One of the world’s biggest industrial energy consumers, American chemical maker Dow, is rapidly joining the ranks of the world’s top buyers and consumers of renewable energy, with the announcement of yet another deal to power more of its manufacturing facilities with 100 per cent renewables.
The latest deal, announced on Thursday by Dow’s Building Solutions unit, will see roughly 10 per cent of its styrofoam insulation production and 50 per cent of its thermax insulation production operated on renewable energy resources.
This follows a separate deal, last week, with NRG Energy and NRG Yield, to power Dow Chemical’s Freeport, Texas facilities through a 10-year wind power purchase agreement from the 150MW Goat Mountain I and II wind farms.
Dow currently supplies its Freeport facilities with 350MW of wind power annually, which is the equivalent amount of electricity needed to power nearly 50,000 homes, or one-third of a modern nuclear plant.
The new partnership with NRG adds an additional 150MW, for a total of approximately 500MW in renewable energy. It has also allowed the company to boost its renewable energy target from 400MW to 750MW, in pursuit of its 2025 Sustainability Goals.
“Dow is proud to be the first company in the United States to power manufacturing sites with renewable energy at this kind of scale and that we’ve become one of the largest corporate purchasers of wind energy in America,” said said Dow’s corporate vice president and chief sustainability officer Neil Hawkins in s statement last week.
“We appreciate this new collaboration with NRG at our Freeport site.”
Dow’s president of feedstocks and energy, Jack Broodo, described the NRG deal as a “game changer” for a big industrial that used to rely on grid power, fossil fuels, natural gas, coal and oil to power its plants.
“Through cost-advantaged power, Dow is manufacturing materials through renewable energy in one of the largest-scale industrial partnerships in the world,” he said.

# THINGS TO DO
(1) Reproduce the Dow renewable energy passage between "This follows a" and "modern nuclear plant.", inclusive, substituting "wind energy" for "wind power".
(2) Extend the passage on Dow's renewable energy deals with new text that follows on from its last sentence.

# RECORD LIST
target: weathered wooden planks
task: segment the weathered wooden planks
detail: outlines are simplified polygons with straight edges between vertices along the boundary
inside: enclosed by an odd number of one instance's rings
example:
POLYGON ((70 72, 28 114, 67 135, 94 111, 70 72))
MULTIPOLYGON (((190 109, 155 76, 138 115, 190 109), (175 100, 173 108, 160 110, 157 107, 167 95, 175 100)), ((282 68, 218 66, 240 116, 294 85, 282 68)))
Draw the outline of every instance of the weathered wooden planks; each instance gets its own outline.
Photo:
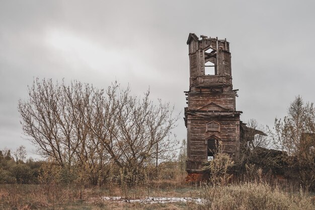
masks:
POLYGON ((187 44, 190 74, 189 91, 186 92, 188 107, 185 109, 185 120, 187 169, 191 172, 200 170, 202 162, 211 153, 207 145, 214 139, 219 142, 223 152, 237 158, 242 112, 235 110, 229 43, 225 39, 205 36, 199 40, 195 34, 190 34, 187 44), (205 75, 205 63, 208 61, 213 63, 215 75, 205 75), (218 125, 214 126, 215 129, 207 129, 212 121, 218 125))

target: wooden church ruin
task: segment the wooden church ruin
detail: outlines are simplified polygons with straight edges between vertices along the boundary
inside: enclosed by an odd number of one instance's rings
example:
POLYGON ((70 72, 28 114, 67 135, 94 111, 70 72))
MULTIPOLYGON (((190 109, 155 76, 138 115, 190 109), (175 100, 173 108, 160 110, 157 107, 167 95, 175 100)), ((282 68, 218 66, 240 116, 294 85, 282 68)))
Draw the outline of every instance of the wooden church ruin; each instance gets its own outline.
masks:
POLYGON ((202 163, 215 158, 219 145, 223 152, 237 159, 241 141, 254 139, 260 132, 243 123, 242 112, 236 110, 238 90, 233 89, 229 42, 200 37, 190 33, 187 42, 190 72, 184 119, 189 174, 200 172, 202 163))

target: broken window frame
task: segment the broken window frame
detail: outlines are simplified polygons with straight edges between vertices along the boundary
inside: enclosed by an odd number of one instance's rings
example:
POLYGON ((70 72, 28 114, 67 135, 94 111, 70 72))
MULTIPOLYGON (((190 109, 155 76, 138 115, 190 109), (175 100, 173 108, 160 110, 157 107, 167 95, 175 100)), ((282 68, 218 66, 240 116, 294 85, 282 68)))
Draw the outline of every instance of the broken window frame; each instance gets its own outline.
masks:
MULTIPOLYGON (((216 50, 215 50, 214 49, 211 47, 209 47, 208 49, 204 50, 203 50, 203 62, 204 63, 204 75, 205 76, 217 75, 217 67, 216 67, 216 50), (212 50, 210 52, 206 52, 207 50, 208 50, 210 49, 212 50), (212 61, 210 60, 210 58, 213 58, 214 62, 212 62, 212 61), (213 63, 213 65, 206 65, 206 63, 208 62, 210 62, 210 63, 213 63), (209 74, 209 75, 206 74, 206 69, 207 69, 206 68, 209 67, 214 68, 213 69, 214 70, 214 74, 209 74)), ((211 72, 212 72, 212 69, 211 69, 211 72)))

# ANSWERS GIVEN
(1)
This follows a separate deal, last week, with NRG Energy and NRG Yield, to power Dow Chemical’s Freeport, Texas facilities through a 10-year wind energy purchase agreement from the 150MW Goat Mountain I and II wind farms.
Dow currently supplies its Freeport facilities with 350MW of wind energy annually, which is the equivalent amount of electricity needed to power nearly 50,000 homes, or one-third of a modern nuclear plant.

(2)
Seth Roberts, Dow’s global business director of the Energy and Climate Change portfolio, said adding large-scale renewables to the company’s manufacturing process was just one smart move it could make to secure a future of sustainability, growth, and long-term competitive advantage.
“This decision also serves as a systemic hedge against both energy and power price volatility, while improving our overall carbon footprint,” Roberts said.
Of course, as the chart below by RE100 illustrates, Dow is not the only major corporation to tap into the multiple benefits of renewable energy.
As Quartz.com reported last week, companies across the world are voluntarily signing up to source up to 100 per cent their power from renewable sources, either by buying it from established providers (Mars this week signed a deal with a Scottish wind farm that makes it 100 per cent renewable in the UK), or by building their own wind farms and solar arrays.
It should be noted that Google – the world’s biggest corporate purchaser of renewable power, with a target of 100 per cent – is not in the chart because the search engine giant doesn’t put its data in the public domain. Nor is Facebook, which is aiming for 50 per cent renewables by 2018.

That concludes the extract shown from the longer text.